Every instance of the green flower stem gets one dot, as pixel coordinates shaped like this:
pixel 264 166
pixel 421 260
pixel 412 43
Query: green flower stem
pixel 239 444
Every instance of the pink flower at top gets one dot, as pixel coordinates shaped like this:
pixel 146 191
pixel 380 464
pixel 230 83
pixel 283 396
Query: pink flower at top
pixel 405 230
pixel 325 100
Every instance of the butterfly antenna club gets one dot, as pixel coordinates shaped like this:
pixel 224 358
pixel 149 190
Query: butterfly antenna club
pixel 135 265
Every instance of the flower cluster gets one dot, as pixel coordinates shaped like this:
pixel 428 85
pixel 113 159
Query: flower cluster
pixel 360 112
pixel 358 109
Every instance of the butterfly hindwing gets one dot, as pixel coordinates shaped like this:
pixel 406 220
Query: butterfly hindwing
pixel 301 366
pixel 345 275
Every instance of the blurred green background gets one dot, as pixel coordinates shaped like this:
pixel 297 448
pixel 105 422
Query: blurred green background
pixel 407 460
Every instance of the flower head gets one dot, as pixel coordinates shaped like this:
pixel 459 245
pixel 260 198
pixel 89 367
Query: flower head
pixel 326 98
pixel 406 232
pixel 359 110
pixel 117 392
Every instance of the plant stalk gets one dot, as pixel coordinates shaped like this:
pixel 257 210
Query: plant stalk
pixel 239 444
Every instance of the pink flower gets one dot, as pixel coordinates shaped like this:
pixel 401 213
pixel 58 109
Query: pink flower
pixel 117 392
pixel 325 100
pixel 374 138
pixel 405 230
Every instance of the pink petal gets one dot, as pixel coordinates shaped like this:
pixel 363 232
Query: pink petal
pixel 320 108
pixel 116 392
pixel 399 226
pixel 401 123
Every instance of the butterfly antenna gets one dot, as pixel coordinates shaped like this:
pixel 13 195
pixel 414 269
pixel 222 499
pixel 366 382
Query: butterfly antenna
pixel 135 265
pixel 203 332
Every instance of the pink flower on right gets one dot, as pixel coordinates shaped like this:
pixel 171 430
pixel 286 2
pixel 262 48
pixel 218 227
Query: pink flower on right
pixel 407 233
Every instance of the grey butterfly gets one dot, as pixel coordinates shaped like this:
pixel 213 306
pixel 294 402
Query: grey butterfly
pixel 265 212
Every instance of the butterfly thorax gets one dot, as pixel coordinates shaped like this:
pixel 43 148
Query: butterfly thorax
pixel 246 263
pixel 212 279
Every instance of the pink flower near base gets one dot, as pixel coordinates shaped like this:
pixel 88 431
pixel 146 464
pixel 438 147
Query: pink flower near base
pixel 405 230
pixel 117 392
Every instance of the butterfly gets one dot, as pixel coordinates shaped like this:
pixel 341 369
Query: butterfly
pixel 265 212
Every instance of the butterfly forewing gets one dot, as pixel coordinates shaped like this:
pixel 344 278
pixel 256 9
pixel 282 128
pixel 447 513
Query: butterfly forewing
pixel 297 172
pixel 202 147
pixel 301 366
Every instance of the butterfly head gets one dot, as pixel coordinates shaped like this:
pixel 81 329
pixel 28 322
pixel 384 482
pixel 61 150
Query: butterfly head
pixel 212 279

----------------------------------------

Put the lines starting with the one that contains "Every instance of the butterfly forewing" and going on through the end of the entries into a Markdown table. Use the columns Row and Line, number each row, and leave out any blank lines.

◆ **EXERCISE OUTPUT**:
| Row | Line |
|---|---|
| 1 | Every instance of the butterfly forewing gets one dot, as pixel coordinates shaped like this: |
| 2 | pixel 344 278 |
| 3 | pixel 256 9 |
| 4 | pixel 282 128 |
| 5 | pixel 447 513 |
| 6 | Query: butterfly forewing |
| 7 | pixel 297 172 |
| 8 | pixel 202 147 |
| 9 | pixel 301 366 |
| 10 | Every instance of the butterfly head gets one dot, as pixel coordinates shaped like this: |
| 11 | pixel 81 329 |
| 12 | pixel 28 322 |
| 13 | pixel 384 482 |
| 14 | pixel 61 150 |
| 15 | Query: butterfly head |
| 16 | pixel 212 279 |